The records:

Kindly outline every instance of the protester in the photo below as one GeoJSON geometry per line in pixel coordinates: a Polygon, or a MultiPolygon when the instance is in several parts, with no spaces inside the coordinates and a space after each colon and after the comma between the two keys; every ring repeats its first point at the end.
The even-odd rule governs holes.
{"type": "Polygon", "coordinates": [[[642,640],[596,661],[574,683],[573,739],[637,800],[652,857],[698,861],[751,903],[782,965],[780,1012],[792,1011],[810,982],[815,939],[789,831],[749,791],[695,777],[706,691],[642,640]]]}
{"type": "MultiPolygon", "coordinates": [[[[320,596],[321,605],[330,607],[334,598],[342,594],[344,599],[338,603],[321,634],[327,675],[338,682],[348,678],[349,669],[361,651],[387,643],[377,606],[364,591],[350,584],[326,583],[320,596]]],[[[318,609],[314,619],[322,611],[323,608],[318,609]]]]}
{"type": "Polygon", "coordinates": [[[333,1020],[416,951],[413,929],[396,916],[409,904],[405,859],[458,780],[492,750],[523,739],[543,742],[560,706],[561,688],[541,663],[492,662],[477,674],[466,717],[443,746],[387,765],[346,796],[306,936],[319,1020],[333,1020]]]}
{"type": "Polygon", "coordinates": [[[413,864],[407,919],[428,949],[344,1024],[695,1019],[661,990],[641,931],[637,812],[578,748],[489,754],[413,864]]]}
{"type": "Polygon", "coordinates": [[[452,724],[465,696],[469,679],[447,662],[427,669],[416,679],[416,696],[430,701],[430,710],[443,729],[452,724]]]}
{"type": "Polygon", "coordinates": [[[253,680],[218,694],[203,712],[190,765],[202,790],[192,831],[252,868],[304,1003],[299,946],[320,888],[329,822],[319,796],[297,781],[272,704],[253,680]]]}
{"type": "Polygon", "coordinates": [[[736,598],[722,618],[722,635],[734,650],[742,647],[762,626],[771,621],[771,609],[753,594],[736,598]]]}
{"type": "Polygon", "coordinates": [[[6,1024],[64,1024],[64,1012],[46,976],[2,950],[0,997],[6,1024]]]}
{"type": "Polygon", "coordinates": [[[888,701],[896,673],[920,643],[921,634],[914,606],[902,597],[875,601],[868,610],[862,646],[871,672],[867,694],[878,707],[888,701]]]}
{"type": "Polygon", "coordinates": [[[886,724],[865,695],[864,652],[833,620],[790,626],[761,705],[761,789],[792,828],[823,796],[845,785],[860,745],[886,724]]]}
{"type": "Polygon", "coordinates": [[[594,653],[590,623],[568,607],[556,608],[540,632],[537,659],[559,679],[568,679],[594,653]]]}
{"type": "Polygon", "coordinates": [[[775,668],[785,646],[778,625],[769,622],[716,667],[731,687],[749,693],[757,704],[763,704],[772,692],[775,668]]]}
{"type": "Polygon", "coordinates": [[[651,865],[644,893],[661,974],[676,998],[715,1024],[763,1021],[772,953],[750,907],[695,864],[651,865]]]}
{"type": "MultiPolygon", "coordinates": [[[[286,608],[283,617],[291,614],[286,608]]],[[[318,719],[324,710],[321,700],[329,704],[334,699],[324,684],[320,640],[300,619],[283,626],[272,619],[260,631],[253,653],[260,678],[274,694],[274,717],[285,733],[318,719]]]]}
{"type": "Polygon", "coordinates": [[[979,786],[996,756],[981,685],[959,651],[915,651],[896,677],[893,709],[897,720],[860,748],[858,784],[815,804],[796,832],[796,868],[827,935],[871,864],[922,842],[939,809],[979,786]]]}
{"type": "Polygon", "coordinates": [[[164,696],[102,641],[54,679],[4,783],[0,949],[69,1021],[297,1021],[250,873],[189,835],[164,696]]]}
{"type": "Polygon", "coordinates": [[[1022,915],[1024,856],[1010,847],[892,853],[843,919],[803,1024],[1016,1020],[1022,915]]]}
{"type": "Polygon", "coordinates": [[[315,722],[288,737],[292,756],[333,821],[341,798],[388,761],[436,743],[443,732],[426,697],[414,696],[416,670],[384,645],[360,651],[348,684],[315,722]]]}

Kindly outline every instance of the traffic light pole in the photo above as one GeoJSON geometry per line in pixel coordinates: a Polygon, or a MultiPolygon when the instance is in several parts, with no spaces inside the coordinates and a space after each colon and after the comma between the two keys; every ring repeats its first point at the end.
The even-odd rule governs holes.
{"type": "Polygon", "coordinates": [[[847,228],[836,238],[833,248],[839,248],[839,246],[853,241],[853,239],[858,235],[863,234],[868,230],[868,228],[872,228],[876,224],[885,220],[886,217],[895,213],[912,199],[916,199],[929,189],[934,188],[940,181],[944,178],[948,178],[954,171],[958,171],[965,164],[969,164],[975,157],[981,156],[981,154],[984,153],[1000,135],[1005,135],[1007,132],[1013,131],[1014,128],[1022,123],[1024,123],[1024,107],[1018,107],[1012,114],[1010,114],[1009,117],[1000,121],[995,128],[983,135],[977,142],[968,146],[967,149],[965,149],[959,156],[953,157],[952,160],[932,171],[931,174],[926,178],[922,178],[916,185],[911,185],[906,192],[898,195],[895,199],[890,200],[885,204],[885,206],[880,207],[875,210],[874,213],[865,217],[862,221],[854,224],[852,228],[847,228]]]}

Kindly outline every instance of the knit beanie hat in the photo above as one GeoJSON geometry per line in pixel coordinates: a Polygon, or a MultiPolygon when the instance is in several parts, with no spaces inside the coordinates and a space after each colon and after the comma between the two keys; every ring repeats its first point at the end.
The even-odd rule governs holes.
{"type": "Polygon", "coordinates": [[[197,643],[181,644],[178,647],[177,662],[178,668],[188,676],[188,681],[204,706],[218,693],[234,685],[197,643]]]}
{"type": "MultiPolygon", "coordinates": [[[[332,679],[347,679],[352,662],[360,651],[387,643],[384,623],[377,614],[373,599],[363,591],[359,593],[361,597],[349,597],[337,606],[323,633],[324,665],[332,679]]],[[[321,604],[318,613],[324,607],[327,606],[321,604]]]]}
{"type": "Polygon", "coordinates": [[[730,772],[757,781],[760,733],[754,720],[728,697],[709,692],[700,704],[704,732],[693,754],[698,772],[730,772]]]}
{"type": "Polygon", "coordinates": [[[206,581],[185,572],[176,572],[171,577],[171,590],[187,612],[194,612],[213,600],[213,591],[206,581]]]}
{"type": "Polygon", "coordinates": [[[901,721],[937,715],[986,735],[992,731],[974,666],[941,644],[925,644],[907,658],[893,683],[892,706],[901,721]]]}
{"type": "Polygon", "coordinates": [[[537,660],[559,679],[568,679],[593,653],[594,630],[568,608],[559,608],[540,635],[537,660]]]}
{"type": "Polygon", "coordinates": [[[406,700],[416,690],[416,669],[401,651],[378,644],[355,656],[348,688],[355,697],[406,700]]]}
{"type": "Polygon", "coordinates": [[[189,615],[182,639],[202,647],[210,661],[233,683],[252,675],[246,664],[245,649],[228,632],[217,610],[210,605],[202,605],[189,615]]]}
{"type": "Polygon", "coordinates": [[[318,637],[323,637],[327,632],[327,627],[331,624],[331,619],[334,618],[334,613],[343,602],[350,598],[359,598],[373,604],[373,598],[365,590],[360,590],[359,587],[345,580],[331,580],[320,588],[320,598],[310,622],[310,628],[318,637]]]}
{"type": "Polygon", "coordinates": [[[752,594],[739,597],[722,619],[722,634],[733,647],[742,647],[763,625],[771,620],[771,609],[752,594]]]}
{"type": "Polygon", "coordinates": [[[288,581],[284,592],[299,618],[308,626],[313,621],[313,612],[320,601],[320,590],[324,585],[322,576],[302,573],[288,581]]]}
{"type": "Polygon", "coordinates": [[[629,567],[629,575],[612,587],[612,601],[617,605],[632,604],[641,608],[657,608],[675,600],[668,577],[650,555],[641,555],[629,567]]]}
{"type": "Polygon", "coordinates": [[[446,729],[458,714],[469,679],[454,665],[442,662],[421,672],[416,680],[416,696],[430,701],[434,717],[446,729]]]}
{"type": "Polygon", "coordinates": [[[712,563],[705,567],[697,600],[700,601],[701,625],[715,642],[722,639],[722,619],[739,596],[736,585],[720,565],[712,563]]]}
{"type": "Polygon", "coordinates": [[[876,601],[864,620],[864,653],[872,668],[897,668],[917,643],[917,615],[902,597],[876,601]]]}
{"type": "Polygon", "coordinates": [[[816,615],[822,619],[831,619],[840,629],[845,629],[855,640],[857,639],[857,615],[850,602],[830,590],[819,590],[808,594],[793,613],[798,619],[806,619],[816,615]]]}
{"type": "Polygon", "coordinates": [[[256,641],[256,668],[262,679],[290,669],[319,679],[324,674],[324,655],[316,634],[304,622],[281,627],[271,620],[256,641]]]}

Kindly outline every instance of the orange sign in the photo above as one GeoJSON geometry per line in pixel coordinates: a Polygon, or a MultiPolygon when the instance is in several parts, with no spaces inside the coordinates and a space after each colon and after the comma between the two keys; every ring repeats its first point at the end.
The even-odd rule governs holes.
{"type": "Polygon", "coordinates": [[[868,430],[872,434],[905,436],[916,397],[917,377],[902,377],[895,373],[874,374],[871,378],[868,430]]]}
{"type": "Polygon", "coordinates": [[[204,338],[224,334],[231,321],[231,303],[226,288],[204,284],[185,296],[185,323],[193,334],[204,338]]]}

Work request: Provide the count of lines in the entries above that hold the word "geometry", and leave out everything else.

Reply to the exercise: 4